- [Problem statement] Output only the lines from the one holding "indicate the weathered" to the end of the data below, please, copied exactly.

- [Recorded information]
=== Begin Enclosure ===
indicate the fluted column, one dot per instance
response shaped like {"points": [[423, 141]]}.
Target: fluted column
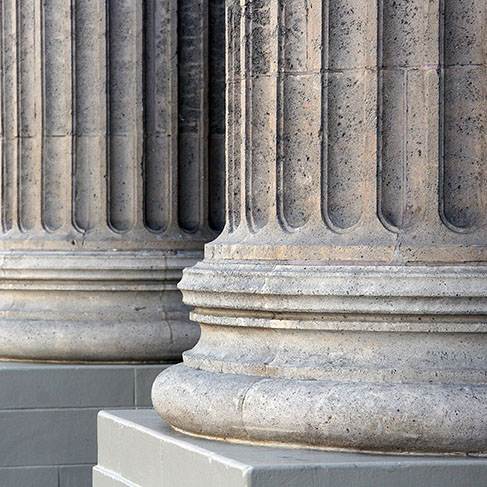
{"points": [[344, 304], [105, 145]]}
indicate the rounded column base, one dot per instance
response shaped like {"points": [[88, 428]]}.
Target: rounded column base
{"points": [[94, 306], [371, 358], [365, 416]]}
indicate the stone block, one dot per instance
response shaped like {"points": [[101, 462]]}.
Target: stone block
{"points": [[136, 447], [29, 477]]}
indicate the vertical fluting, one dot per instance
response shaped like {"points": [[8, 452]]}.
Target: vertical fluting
{"points": [[90, 117], [337, 309], [57, 114], [106, 127], [161, 117], [193, 116], [31, 110], [216, 114], [408, 153], [298, 121], [9, 112], [464, 114], [125, 110], [260, 23], [349, 110], [107, 144], [233, 135]]}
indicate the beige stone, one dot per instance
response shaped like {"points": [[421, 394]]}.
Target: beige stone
{"points": [[106, 146], [344, 304]]}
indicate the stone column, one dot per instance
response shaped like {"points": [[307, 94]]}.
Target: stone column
{"points": [[344, 304], [104, 176]]}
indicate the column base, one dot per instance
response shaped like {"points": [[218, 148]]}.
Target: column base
{"points": [[48, 417], [139, 448], [367, 358], [94, 306]]}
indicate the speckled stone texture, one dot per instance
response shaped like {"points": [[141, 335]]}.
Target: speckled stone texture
{"points": [[344, 304], [106, 146]]}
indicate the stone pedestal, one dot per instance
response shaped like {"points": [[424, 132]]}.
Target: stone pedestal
{"points": [[48, 417], [105, 152], [138, 448], [344, 304]]}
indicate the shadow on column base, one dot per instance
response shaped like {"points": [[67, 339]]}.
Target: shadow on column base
{"points": [[94, 307], [370, 358], [368, 417]]}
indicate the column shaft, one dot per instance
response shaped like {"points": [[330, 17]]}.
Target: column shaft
{"points": [[344, 304]]}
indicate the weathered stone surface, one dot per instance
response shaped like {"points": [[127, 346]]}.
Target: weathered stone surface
{"points": [[344, 304], [48, 417], [150, 454], [105, 154]]}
=== End Enclosure ===
- [Answer box]
indicate the weathered stone surface, one dot per instance
response shaped like {"points": [[127, 346]]}.
Target: weathered stone surface
{"points": [[344, 304], [48, 417], [150, 454], [105, 154]]}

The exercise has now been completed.